TASK GOAL
Pull each line containing "bottom" from the data.
━━━━━ DATA FOR REVIEW
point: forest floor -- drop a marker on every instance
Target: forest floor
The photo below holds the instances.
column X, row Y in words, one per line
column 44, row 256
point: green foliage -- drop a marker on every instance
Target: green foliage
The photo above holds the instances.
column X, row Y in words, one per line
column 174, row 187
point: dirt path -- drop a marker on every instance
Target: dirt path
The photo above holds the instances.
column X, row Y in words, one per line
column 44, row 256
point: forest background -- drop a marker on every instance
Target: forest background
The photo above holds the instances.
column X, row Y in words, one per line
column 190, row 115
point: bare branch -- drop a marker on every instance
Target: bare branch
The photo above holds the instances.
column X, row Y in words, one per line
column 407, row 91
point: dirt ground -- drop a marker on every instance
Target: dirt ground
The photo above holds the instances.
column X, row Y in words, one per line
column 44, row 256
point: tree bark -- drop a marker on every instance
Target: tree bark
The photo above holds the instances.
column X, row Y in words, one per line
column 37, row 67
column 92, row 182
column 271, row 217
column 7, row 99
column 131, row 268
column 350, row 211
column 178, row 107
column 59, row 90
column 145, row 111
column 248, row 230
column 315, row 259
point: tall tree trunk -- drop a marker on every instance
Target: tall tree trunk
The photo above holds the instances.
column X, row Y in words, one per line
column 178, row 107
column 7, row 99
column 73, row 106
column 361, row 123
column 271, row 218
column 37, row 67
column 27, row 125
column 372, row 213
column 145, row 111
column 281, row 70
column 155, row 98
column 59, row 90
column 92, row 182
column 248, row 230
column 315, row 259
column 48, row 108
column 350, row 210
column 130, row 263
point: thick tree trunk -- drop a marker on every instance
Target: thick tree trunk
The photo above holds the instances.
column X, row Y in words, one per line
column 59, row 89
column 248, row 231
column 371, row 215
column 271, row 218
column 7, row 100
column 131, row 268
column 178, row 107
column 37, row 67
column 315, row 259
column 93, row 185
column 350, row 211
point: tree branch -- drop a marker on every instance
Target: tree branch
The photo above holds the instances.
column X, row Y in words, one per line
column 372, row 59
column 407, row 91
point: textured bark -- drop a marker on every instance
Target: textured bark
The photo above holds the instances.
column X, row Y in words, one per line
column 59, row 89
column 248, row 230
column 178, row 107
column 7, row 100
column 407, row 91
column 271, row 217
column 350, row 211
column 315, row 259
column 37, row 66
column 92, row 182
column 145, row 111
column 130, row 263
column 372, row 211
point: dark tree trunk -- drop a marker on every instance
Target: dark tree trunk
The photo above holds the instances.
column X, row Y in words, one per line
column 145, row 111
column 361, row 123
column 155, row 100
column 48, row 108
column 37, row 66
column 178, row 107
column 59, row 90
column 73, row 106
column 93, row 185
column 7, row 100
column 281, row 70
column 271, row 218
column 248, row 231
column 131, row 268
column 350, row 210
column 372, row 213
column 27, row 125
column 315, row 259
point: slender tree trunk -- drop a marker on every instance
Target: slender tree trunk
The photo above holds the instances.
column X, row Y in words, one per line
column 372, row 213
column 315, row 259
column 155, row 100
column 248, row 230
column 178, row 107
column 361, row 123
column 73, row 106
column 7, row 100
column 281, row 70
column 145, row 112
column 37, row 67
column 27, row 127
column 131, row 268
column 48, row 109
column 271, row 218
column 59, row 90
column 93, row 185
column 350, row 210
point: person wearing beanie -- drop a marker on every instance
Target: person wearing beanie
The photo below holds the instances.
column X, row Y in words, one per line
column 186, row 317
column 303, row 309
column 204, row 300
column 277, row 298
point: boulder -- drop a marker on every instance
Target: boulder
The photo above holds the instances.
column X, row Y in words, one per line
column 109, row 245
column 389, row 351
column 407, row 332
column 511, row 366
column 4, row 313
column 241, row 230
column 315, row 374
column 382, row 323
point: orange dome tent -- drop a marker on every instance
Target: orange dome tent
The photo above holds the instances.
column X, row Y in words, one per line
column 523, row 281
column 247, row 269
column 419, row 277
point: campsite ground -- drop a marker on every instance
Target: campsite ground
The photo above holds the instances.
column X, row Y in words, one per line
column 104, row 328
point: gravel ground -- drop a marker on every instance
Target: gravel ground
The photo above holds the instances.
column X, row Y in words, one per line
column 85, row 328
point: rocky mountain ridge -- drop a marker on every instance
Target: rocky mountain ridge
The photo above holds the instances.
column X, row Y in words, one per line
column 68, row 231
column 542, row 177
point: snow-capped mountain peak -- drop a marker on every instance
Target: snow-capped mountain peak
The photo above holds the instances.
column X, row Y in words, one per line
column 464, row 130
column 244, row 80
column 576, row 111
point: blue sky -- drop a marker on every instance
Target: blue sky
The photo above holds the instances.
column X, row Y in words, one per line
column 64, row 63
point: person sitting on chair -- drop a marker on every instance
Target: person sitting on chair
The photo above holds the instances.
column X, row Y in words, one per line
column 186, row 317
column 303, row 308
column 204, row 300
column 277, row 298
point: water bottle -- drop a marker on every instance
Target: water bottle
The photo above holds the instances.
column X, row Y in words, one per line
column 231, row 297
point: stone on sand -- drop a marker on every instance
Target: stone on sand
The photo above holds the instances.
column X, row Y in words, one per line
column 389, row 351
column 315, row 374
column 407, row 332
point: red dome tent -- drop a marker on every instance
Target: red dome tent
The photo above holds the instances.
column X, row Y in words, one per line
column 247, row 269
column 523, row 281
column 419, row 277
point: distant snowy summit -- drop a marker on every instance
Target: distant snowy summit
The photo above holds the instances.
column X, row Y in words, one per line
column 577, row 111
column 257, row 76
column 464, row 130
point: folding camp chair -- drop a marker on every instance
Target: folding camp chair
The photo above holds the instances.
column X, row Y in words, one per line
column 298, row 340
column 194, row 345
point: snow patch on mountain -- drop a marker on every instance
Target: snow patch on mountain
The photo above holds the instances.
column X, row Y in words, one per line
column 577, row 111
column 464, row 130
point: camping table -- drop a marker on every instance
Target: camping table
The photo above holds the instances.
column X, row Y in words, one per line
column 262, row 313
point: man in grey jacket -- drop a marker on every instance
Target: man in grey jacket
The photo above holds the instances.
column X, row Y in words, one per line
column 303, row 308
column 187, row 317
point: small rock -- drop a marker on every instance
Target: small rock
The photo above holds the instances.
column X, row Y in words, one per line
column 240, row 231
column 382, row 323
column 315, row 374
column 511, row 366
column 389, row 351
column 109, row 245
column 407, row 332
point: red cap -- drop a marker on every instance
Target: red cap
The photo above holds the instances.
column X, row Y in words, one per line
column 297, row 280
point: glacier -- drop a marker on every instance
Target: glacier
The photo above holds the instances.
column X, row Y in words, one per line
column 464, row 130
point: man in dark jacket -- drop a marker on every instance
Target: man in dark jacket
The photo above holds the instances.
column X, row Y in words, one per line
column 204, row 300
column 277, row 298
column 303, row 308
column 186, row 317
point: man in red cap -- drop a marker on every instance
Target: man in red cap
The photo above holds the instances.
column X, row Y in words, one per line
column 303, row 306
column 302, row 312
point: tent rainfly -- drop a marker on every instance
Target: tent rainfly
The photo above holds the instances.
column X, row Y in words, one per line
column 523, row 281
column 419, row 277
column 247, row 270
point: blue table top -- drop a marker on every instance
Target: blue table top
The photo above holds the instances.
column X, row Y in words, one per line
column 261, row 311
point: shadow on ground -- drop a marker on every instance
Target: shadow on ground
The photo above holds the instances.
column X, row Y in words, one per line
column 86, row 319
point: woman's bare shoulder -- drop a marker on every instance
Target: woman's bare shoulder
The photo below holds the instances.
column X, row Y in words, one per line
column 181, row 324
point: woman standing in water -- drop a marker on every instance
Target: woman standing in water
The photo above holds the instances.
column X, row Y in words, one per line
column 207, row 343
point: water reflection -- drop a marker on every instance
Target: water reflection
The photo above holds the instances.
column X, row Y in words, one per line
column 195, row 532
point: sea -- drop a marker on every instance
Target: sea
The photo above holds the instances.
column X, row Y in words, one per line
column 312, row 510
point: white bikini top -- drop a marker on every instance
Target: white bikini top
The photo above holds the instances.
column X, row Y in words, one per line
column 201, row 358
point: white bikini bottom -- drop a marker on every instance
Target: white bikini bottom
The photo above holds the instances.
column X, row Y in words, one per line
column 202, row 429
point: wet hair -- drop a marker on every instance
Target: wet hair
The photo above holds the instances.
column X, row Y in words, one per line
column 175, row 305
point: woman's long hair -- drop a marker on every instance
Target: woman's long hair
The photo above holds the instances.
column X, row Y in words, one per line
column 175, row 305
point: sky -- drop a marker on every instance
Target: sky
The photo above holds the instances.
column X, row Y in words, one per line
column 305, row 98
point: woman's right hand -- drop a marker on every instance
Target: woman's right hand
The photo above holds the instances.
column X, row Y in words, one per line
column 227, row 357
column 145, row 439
━━━━━━━━━━
YOUR SOLUTION
point: white bikini bottom -- drop a marker on every instance
Target: white bikini bottom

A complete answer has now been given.